Given passage:
>>>>
It seems that once again Cinderella has failed to make it to the ball.
Publishing its consolidated accounts, NHS Improvement has given a breakdown of trust income for acute, mental health, community and ambulance services. It’s clearly been a tough financial year for all four services but the area which drew the shortest straw, at least in funding terms, was community services.
The figures showed a £300m decrease for these services during 2017-18 compared to 2016-17, despite an increase in funding for all three other areas.
NHS trusts do not run the totality of community services and there is around £3bn which is not included in these figures – ie on services run by private or social enterprises. As some readers have suggested, if commissioners spending decisions are taken as a trend, this may mean the funding cuts in the sector were even greater.
This is perhaps the fourth time HSJ has asked the question – will it really be possible to meet the Five Year Forward View’s expectations and move more care into the community while simultaneously reducing funding for the sector?
Last month, the government pledged to fully fund the first year of the Agenda for Change pay deal – but there were always going to be some grey areas likely to hit providers with extra costs.
In his last days in office, former health and social care secretary Jeremy Hunt offered assurance that funding was also being offered for thousands of AfC staff employed by NHS subsidiary companies, social enterprises, or outsourced services – as well as those directly employed by the NHS.
But further details of this “eligibility” have now emerged in a letter to trusts from NHS Improvement, which says the offer only covers those organisations which are “dynamically” using the AfC contract “in full for both existing and future staff”.
This means additional funding will not be provided for staff who have retained their AfC terms and conditions after transferring into non-NHS bodies, unless the body is still employing new staff on AfC.
The letter confirms that most subsidiaries and outsourced services will not meet these criteria.
This has riled NHS Providers, which believes ministers have gone back on their funding commitment, and left quite a few trusts with unfunded extra costs and difficult “control totals” to meet.
It also offered up an “I told you so moment” for the Unison union, which has been heavily critical of trusts looking to phase out AfC for non-clinical staff by transferring them into subsidiaries.
Head of health Sara Gorton said: “It’s good to see that where employers have recognised the value of sticking with Agenda for Change, they will get the additional funding they need.
“But for those health workers who have been cut adrift from Agenda for Change, the future for their pay is uncertain and we risk a widening and damaging gap between directly employed staff and those who work alongside in contractors and arms length companies.”
<<<<
Action item: According to the passage on NHS funding, by how much did funding for community services fall in 2017-18 compared with 2016-17? The material after this sentence has nothing to do with the passage on NHS funding.

Supplied records:
>>>>
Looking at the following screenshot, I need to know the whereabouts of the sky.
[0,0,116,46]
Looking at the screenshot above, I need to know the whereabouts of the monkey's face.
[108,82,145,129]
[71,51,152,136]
<<<<
Answer for the task: It fell by £300m.